(Prompt A): Retype the passage of the AMRAE president interview from "Amrae's long time" up to and including "the main points?", keeping every word and punctuation mark unchanged.
(Prompt B): Extend the interview with the AMRAE president, starting after its final sentence and carrying on in the same voice.

(Exercise passage):
- - - - -

Amrae's long time president reveals his plans for the association and describes what risk managers in France feel like

Your election coincided with a considerable revision to the structure of the association. What are the main points?

I hoped to be elected on the basis of a programme presented to the governing council at the time of the election. I also hoped that this election would be an opportunity to strengthen the association’s procedures, and that it would see an influx of people who wanted to participate in the development of AMRAE. My election was therefore based both on a programme and on a significant renewal of the executive – which now has three vice presidents, two of whom, Anne-Marie Fournier and Bruno Dunoyer de Segonzac, are new. The third is Gilbert Brat. Together with Georges Bouchard, the secretary general, and Yvon Colleu, the treasurer, we make up an executive body which has been largely renewed. This significant change comes with a full recognition of the achievements of our predecessors, without whom we could not undertake this development today.

- - - - -

(Raw data):
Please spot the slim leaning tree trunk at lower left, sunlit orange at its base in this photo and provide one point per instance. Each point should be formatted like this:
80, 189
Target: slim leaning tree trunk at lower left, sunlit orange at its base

- - - - -

(Task result A):
Amrae's long time president reveals his plans for the association and describes what risk managers in France feel like

Your election coincided with a considerable revision to the structure of the association. What are the main points?

(Task result B):
The change to our structure has also allowed us to bring in people of very varied backgrounds. Georges Bouchard and Bruno Dunoyer de Segonzac are chief risk officers in their organisations. Anne-Marie Fournier and Yvon Colleu are risk managers, Gilbert Brat combines all these functions, and, for my part, I have responsibility for audit as well as being a risk manager. Together we make up a panel which is representative of our universe.

AMRAE has also been reorganised - in what way?

We wanted to strengthen and clarify our organisation and governance. This is happening through the modification of our structure. I wanted to put in place three pillars, the first of which – the life of the association – has Gilbert Brat in charge. Its mission is to manage and develop four fundamental areas: members and associates, our annual conference – Les Rencontres, the working groups and the clubs.

The second pillar is communication, in the care of Bruno Dunoyer de Segonzac. It concerns everything which involves the reputation and reach of AMRAE: media relations, lobbying, international relations...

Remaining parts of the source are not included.